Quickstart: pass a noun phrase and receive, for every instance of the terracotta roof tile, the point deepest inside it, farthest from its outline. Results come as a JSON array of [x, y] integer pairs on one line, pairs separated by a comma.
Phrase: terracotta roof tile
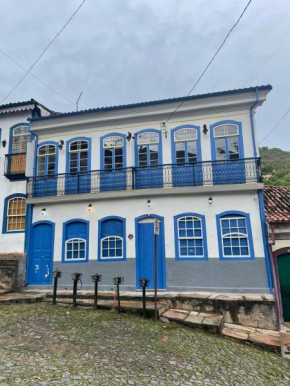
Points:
[[277, 204]]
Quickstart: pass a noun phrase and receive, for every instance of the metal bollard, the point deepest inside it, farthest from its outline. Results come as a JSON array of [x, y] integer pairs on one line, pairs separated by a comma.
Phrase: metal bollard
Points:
[[96, 279], [76, 278], [118, 281], [56, 275], [144, 283]]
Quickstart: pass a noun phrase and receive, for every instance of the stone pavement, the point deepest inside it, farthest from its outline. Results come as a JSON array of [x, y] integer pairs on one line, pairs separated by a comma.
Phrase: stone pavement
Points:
[[44, 345]]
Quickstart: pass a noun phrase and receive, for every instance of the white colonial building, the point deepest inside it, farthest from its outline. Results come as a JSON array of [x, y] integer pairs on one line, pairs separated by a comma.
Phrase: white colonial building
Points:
[[98, 178], [14, 136]]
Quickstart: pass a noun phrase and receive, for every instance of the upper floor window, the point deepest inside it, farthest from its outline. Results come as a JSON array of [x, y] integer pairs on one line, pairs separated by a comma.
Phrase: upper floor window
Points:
[[111, 239], [113, 152], [190, 237], [226, 140], [46, 160], [148, 148], [185, 143], [76, 241], [14, 213], [235, 236], [78, 156], [20, 137]]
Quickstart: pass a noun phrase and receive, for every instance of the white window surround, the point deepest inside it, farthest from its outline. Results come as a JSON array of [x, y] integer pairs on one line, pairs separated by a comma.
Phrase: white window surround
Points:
[[114, 247], [190, 238], [76, 249], [226, 130], [185, 134], [236, 239], [16, 214]]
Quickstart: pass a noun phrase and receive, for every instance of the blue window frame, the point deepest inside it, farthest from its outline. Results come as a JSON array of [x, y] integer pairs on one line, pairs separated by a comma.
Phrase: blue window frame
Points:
[[112, 239], [78, 155], [190, 237], [227, 140], [113, 151], [148, 148], [235, 236], [186, 147], [14, 213], [47, 159], [75, 241]]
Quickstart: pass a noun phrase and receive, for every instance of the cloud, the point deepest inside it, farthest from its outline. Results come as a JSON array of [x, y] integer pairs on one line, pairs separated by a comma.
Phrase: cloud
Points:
[[128, 51]]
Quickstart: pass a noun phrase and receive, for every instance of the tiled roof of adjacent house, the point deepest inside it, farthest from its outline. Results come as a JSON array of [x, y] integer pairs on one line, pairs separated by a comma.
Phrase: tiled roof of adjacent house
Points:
[[158, 102], [23, 106], [277, 204]]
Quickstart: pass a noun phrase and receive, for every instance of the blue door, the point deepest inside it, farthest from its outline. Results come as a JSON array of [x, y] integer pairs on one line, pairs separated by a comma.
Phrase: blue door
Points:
[[41, 255], [146, 253]]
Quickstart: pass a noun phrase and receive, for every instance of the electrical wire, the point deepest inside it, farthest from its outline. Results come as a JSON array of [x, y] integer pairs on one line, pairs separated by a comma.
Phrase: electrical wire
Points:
[[43, 52], [35, 77], [210, 62], [275, 127]]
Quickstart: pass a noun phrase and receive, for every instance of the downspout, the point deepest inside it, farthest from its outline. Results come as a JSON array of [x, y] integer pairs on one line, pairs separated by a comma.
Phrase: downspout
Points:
[[252, 123], [265, 239]]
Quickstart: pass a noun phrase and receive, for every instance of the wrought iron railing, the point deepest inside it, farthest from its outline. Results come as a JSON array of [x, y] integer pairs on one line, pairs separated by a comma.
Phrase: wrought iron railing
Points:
[[133, 178], [15, 164]]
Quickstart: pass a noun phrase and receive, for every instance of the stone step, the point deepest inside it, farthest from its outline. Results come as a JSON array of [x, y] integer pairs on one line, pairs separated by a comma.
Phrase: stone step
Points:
[[206, 321], [21, 298], [126, 306], [259, 337]]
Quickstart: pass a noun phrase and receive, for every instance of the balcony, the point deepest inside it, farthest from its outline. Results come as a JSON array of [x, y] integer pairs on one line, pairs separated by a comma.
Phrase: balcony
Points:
[[207, 173], [15, 164]]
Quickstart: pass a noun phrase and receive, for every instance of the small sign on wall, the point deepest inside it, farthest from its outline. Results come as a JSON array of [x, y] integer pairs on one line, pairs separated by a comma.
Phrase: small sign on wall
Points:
[[156, 226]]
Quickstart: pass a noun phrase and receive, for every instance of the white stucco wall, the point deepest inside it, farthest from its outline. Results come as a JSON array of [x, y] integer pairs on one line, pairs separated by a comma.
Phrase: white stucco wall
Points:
[[95, 133], [167, 207], [13, 242]]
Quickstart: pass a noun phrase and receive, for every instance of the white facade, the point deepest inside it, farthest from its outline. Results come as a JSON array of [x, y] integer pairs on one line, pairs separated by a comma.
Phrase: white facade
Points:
[[209, 199], [12, 115]]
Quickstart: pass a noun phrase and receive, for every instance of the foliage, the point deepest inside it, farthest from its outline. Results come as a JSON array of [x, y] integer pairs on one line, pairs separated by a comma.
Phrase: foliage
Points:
[[275, 166]]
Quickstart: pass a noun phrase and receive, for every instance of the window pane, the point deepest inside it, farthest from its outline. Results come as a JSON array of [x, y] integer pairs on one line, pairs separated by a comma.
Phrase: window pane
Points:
[[220, 148]]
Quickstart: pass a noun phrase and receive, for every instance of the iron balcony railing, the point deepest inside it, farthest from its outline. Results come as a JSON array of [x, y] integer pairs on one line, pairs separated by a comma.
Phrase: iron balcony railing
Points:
[[133, 178], [15, 164]]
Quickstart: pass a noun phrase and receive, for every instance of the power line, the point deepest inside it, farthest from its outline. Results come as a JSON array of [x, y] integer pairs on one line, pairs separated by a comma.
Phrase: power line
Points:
[[210, 62], [275, 127], [35, 77], [43, 52]]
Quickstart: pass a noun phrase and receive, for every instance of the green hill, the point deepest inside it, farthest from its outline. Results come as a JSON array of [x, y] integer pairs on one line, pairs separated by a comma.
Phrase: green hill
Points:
[[275, 166]]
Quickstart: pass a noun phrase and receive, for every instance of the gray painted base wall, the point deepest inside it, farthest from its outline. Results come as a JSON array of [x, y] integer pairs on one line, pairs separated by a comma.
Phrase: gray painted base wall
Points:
[[182, 276]]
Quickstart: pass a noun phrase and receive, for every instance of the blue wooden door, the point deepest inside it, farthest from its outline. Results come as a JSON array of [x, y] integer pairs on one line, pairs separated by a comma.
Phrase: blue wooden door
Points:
[[146, 253], [41, 255]]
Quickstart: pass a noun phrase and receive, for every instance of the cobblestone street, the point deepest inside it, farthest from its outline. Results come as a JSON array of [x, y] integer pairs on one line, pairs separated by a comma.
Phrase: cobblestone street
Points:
[[45, 345]]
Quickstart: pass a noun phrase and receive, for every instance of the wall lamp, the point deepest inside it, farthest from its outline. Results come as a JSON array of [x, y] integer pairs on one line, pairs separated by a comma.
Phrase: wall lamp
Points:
[[61, 143]]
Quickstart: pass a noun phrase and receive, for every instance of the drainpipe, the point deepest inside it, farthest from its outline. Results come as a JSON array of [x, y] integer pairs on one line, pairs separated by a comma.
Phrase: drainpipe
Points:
[[277, 298], [252, 123]]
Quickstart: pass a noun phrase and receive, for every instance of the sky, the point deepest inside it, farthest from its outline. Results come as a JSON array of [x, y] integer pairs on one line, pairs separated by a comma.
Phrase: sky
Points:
[[127, 51]]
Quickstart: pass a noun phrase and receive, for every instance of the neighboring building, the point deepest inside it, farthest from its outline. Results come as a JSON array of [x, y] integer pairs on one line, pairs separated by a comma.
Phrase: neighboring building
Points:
[[100, 178], [14, 136], [277, 208]]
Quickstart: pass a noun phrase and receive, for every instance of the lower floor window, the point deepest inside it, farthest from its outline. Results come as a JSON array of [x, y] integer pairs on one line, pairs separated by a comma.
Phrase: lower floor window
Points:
[[112, 247], [75, 249]]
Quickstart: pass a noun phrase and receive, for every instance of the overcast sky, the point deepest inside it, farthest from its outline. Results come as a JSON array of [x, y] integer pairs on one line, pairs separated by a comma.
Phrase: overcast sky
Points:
[[126, 51]]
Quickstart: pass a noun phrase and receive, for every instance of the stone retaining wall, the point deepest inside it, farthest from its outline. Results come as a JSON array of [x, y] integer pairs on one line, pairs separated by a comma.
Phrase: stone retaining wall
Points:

● **EXERCISE PROMPT**:
Copy every line from the one containing "the balcony, the" up to and including the one containing "[[95, 133], [167, 207], [13, 242]]", keeping the text unchanged but shifting each point coordinate by adding 113.

● **WRITTEN RESPONSE**:
Quickstart: pass a noun phrase and receive, for every instance of the balcony, the point deepest inside it, farthest from its outline. Results come as a JSON array of [x, y] integer pairs on one line, pairs separated by a comma.
Phrase: balcony
Points:
[[320, 286], [128, 277]]
Quickstart: pass a noun phrase and receive, for every instance of the small sign on wall, the point deepest inside it, farthest from its outline. Results come as a JSON array of [x, y] integer pairs on one line, pairs separated by a comma.
Phrase: small sign on wall
Points:
[[269, 339]]
Quickstart: pass a noun phrase and receive, for every instance of the white stucco wall, the point deepest inside it, farthest from its outline. Results come as a JSON array of [x, y] integer pairs on one line, pairs separated by a comma.
Phrase: white stucco wall
Points:
[[208, 246], [280, 320], [126, 355]]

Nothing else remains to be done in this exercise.